***** Records for this exercise *****

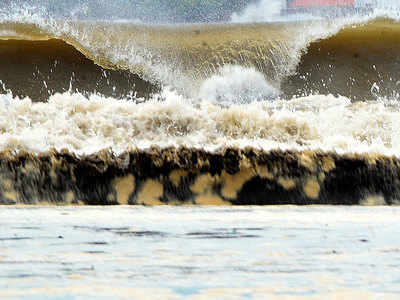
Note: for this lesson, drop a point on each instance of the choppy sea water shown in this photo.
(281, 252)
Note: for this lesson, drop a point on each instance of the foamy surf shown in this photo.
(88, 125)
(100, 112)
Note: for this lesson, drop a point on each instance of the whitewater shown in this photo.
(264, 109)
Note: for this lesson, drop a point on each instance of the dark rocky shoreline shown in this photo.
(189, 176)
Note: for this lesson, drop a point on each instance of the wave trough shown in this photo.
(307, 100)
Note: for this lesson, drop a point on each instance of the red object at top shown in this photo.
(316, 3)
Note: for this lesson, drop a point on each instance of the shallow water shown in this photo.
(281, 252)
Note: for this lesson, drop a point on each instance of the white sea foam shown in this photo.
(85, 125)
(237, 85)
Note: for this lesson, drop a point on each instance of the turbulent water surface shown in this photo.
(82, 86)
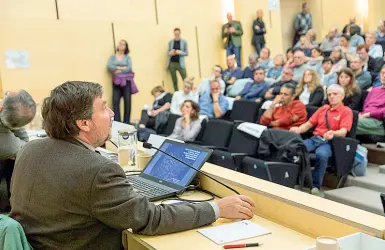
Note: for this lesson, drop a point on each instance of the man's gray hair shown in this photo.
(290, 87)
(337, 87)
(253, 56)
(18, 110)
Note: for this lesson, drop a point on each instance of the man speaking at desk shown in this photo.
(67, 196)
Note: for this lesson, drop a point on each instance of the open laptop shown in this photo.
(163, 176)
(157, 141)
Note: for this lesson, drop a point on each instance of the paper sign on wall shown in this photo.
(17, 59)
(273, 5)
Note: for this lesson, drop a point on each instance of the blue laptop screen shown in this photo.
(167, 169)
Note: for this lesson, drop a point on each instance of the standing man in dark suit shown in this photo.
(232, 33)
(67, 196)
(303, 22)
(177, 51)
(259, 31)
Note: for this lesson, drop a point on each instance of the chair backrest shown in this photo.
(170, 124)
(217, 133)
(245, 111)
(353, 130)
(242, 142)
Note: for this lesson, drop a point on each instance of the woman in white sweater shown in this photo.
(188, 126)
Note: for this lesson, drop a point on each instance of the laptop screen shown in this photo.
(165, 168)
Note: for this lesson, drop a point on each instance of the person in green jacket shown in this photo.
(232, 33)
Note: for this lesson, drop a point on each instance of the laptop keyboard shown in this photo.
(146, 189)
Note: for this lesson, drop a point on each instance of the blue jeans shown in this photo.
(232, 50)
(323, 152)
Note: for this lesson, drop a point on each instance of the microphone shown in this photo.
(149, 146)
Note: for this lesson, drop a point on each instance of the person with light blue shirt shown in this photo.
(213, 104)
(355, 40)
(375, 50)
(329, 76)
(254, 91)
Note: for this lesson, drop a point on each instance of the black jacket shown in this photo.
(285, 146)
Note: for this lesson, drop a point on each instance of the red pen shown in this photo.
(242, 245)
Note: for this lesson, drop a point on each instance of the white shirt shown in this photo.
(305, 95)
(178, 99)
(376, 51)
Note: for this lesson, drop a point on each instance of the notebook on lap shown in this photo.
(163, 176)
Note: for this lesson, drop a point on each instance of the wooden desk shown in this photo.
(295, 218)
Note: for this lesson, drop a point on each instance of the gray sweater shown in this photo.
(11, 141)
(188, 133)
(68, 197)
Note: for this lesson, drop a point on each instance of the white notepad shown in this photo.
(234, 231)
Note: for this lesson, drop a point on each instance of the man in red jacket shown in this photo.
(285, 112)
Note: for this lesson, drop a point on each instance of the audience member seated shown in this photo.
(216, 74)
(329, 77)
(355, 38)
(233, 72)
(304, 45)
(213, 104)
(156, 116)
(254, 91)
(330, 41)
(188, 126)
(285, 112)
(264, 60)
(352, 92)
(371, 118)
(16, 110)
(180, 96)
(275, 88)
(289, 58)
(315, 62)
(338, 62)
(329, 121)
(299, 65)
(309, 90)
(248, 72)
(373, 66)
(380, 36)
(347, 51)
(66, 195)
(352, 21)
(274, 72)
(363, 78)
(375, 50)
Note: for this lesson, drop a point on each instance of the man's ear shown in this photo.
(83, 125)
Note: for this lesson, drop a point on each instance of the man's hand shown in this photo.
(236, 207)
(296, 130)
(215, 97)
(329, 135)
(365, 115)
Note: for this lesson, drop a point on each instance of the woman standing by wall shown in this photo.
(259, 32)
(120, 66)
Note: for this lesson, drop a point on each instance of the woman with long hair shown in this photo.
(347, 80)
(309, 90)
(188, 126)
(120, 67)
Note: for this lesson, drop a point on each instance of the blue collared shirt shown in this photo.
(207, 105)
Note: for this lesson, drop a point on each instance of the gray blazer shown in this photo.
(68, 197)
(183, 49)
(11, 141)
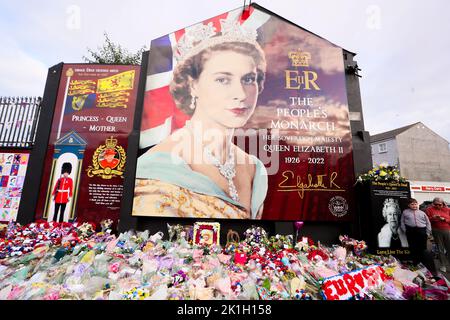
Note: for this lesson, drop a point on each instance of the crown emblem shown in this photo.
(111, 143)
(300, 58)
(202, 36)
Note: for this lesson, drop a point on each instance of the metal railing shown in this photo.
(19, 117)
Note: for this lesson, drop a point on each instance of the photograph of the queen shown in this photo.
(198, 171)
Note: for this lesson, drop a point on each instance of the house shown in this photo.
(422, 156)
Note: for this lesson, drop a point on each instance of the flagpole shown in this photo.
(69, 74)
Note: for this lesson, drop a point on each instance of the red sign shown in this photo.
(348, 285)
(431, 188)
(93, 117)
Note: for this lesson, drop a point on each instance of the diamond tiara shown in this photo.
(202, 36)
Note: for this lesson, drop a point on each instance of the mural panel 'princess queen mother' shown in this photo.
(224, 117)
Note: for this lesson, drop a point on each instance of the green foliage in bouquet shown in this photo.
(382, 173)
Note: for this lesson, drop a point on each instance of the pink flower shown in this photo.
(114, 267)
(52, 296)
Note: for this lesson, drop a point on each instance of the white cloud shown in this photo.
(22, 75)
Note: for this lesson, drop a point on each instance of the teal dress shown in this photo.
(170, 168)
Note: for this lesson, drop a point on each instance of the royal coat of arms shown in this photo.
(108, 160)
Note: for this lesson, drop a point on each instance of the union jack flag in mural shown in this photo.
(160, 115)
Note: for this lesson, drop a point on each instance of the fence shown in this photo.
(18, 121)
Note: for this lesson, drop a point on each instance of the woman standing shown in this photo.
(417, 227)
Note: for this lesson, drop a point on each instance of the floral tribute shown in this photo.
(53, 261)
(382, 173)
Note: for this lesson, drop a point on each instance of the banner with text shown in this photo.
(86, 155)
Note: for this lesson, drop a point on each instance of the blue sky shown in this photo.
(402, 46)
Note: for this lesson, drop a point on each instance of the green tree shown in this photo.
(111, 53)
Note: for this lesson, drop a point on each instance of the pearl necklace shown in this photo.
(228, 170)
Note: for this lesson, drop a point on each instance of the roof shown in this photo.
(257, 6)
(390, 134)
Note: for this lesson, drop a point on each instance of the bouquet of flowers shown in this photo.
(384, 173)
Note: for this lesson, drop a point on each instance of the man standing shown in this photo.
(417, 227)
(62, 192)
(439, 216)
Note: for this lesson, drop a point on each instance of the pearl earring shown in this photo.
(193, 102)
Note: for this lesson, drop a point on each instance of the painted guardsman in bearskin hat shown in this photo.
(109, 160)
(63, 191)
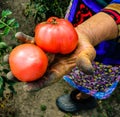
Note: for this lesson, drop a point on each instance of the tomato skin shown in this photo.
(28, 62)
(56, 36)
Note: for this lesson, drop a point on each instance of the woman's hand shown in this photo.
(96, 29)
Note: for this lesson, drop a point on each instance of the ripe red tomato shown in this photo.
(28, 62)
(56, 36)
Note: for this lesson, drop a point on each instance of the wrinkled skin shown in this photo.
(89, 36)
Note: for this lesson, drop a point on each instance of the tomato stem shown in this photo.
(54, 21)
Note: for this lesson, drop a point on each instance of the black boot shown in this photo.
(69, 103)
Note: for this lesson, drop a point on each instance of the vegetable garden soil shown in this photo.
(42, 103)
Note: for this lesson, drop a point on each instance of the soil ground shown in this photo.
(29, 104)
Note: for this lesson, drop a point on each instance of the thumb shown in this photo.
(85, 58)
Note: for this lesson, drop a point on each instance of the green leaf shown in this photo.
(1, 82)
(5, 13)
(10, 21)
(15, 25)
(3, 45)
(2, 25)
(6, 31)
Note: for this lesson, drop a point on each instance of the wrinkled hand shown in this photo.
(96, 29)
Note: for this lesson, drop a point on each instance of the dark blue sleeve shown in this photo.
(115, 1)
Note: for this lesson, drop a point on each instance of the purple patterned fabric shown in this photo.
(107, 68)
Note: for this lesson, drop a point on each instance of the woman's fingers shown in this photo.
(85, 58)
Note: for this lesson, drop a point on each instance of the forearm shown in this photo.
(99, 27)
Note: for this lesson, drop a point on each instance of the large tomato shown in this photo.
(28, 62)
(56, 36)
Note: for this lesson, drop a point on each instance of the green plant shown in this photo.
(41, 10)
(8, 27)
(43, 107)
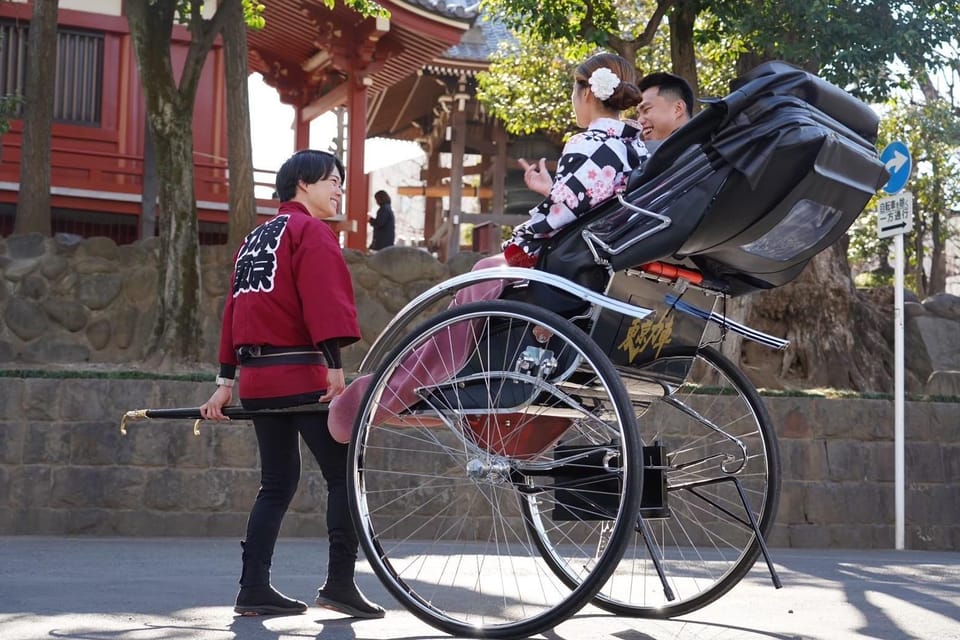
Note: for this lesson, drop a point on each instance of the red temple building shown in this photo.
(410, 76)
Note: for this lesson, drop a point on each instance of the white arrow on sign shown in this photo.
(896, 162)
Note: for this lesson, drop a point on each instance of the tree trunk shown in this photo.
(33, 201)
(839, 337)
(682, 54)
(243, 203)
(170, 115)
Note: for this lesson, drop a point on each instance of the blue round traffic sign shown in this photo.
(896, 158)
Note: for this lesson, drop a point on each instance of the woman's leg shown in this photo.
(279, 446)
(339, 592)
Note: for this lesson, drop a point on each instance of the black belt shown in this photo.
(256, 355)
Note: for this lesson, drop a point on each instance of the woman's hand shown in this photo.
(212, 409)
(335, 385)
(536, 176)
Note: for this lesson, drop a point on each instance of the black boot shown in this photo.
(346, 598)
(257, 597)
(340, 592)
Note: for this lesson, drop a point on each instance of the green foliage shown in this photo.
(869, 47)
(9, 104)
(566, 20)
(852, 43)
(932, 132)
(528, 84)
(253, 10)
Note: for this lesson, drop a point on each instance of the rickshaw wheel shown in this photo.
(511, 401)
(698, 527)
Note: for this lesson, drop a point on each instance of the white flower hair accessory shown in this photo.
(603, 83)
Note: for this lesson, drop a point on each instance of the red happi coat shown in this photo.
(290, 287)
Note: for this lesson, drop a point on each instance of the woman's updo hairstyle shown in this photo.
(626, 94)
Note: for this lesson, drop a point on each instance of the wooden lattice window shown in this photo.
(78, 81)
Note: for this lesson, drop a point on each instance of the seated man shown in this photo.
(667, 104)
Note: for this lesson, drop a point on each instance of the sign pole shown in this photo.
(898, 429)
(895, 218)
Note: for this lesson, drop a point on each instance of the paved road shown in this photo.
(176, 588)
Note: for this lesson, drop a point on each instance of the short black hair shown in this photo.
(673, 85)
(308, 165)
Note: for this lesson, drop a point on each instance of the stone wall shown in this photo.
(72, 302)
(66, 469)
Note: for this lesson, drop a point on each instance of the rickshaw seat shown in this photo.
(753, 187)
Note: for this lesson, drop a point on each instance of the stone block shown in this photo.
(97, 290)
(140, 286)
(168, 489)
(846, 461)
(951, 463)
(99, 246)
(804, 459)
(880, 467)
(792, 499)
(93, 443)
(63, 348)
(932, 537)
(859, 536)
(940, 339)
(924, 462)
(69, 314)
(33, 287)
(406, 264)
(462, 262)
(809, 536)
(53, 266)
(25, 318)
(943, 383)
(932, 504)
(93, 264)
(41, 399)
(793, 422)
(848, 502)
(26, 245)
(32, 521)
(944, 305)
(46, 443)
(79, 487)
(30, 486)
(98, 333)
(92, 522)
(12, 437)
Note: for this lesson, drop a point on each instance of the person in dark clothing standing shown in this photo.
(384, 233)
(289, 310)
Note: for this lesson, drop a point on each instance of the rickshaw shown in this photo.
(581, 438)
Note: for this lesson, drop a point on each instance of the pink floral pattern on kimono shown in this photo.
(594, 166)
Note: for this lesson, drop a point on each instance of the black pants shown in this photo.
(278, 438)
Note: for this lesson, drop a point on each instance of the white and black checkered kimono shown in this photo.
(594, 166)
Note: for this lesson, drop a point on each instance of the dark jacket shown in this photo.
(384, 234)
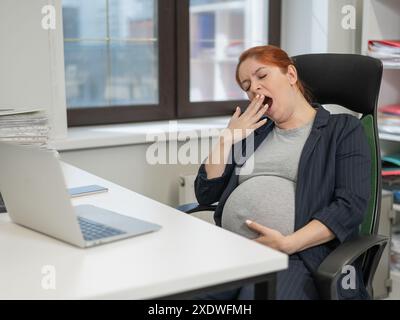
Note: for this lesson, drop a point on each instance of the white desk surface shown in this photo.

*****

• [Work to complete] Repeat exactly the lines in the entries from the one containing "seat shown in this photo." to the final line, inclusive, and nothing beyond them; skip pictures.

• [Answer for this exercise]
Note: for this lesson, drop a point on each instance of the rickshaw seat shown in this photo.
(753, 187)
Note: for this lesson, drop a point on each instance of the stone block shown in this photo.
(97, 290)
(140, 286)
(168, 489)
(846, 461)
(951, 463)
(99, 246)
(804, 459)
(880, 467)
(792, 499)
(93, 443)
(63, 348)
(932, 537)
(859, 536)
(940, 339)
(924, 462)
(69, 314)
(33, 287)
(406, 264)
(462, 262)
(809, 536)
(53, 266)
(25, 318)
(943, 383)
(932, 504)
(93, 264)
(41, 399)
(793, 422)
(848, 502)
(26, 245)
(32, 521)
(944, 305)
(46, 443)
(79, 487)
(30, 486)
(98, 333)
(92, 522)
(12, 437)
Note: for this lesson, drop a point on each instance of the person in dark clothing standing shown in this photo.
(384, 233)
(289, 310)
Note: for this lesson, drop a point on each instance of the rickshaw shown in this photo.
(581, 438)
Note: for this lesson, drop a point on each instance of the pink floral pattern on kimono shown in this photo.
(594, 166)
Note: for this lesson, drop a point on each instance of the black pants shown in this photo.
(278, 438)
Note: for this lesson, drop a point on each instance of the white and black checkered kimono shown in this photo.
(594, 166)
Note: for this lesson, drop a point on each instance of the dark jacket shown in this photo.
(384, 234)
Note: for this lesson, drop a point on each instance of the white desk surface shown in this photo.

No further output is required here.